▸ Document passage
--- BEGIN ---

NEW! Analyze GPU/CPU utilization, memory usage, and identify bottlenecks - all in TensorBoard!

# Enable profiler with TensorBoard
config = TrainerConfig(
    epochs=10,
    use_tensorboard=True,
    use_profiler=True,  # Enable PyTorch Profiler
)

trainer = Trainer(model, loss_fn, optimizer, config=config)
trainer.fit(train_loader, val_loader)

# View profiler traces in TensorBoard
%tensorboard --logdir runs
# Look for the "PYTORCH_PROFILER" or "PROFILE" tab (requires torch-tb-profiler)

What you'll see:

  • 📊 GPU/CPU utilization timeline
  • 💾 Memory usage over time (allocated/reserved)
  • ⚡ Operation timing breakdown
  • 🔍 Bottleneck identification (slow ops highlighted)

--- END ---

▸ Aim 1
Summarize the TensorBoard profiler passage in two sentences.
▸ Aim 2
Condense the section of the TensorBoard profiler passage that begins "What you'll see" into a single sentence that keeps all four items.
▸ Aim 3
Please write the next part of the TensorBoard profiler passage, picking up after its final bullet.
The records have no connection to the TensorBoard profiler passage.

▸ Given records

--- BEGIN ---

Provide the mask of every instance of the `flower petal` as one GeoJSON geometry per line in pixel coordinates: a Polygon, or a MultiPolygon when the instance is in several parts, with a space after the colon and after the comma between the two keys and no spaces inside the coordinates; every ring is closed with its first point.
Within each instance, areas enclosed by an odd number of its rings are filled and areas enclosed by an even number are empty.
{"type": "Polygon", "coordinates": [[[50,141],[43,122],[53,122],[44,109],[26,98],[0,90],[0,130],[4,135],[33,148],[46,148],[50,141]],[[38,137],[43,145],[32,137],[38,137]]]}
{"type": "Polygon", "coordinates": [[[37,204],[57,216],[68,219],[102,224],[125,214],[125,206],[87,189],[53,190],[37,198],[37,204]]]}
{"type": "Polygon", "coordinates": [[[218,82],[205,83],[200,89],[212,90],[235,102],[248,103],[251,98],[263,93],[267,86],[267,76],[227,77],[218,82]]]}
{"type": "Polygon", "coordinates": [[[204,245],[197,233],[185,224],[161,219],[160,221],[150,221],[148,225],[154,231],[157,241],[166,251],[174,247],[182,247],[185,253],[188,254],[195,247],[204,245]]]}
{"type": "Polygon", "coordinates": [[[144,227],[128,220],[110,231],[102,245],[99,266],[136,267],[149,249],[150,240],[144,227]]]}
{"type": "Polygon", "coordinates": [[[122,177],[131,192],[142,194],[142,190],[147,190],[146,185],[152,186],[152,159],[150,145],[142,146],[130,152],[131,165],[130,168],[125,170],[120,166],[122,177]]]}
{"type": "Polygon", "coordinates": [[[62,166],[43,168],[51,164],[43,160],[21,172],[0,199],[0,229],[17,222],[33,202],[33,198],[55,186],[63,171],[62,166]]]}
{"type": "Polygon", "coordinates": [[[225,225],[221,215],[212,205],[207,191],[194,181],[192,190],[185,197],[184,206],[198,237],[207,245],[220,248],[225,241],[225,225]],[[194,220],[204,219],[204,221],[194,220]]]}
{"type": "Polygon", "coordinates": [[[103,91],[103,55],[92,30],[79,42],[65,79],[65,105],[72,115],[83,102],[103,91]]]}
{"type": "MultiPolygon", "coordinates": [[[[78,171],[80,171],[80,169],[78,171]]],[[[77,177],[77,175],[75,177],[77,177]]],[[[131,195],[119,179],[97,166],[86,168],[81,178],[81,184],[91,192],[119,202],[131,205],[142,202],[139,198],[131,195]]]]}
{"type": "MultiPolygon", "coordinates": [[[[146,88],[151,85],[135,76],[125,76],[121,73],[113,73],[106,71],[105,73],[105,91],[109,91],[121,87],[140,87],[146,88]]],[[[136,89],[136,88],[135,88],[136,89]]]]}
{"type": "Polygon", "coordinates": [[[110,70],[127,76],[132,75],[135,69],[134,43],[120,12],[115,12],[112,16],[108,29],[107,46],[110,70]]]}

--- END ---

▸ Final answer 1
The TensorBoard profiler passage announces that GPU/CPU utilization, memory usage, and bottlenecks can now be analyzed in TensorBoard by setting use_tensorboard and use_profiler to True in TrainerConfig before training. The traces appear under the "PYTORCH_PROFILER" or "PROFILE" tab, which requires torch-tb-profiler, and show a utilization timeline, memory usage over time, an operation timing breakdown, and highlighted slow ops.

▸ Final answer 2
The profiler view shows a GPU/CPU utilization timeline, allocated and reserved memory usage over time, a breakdown of operation timing, and bottleneck identification with slow ops highlighted.

▸ Final answer 3
  • 📈 Kernel execution trace

Requirements:

  • torch-tb-profiler must be installed: pip install torch-tb-profiler
  • The profiler tab will appear after profiling data is generated

Fine-tune profiler schedule:

config = TrainerConfig(
    use_profiler=True,
    profiler_schedule_wait=1,      # Skip first N batches
    profiler_schedule_warmup=1,    # Warmup for N batches
    profiler_schedule_active=3,    # Profile for N batches
    profiler_schedule_repeat=2,    # Repeat cycle N times
)

Why use the profiler?

  • Find GPU idle time (data loading bottlenecks)
  • Identify slow operations
  • Optimize memory usage
  • Compare different model architectures
  • Debug performance issues

⚠️ Performance Note:

  • TensorBoard (default): < 1% overhead ✅
  • Gradient logging: ~5-10% overhead (disabled by default)
  • Profiler: ~10-15% overhead (disabled by default)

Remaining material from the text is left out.